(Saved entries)
════════
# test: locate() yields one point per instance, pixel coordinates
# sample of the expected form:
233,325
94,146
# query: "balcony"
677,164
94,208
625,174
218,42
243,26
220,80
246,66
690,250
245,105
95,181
════════
What is being asked
Copy every line of the material above exactly.

Correct response
# test: locate() yields one point per instance, pixel coordinates
# sample of the expected form:
233,325
94,146
# query: "balcony"
677,164
94,208
625,174
218,42
243,26
220,80
246,66
690,250
245,105
95,181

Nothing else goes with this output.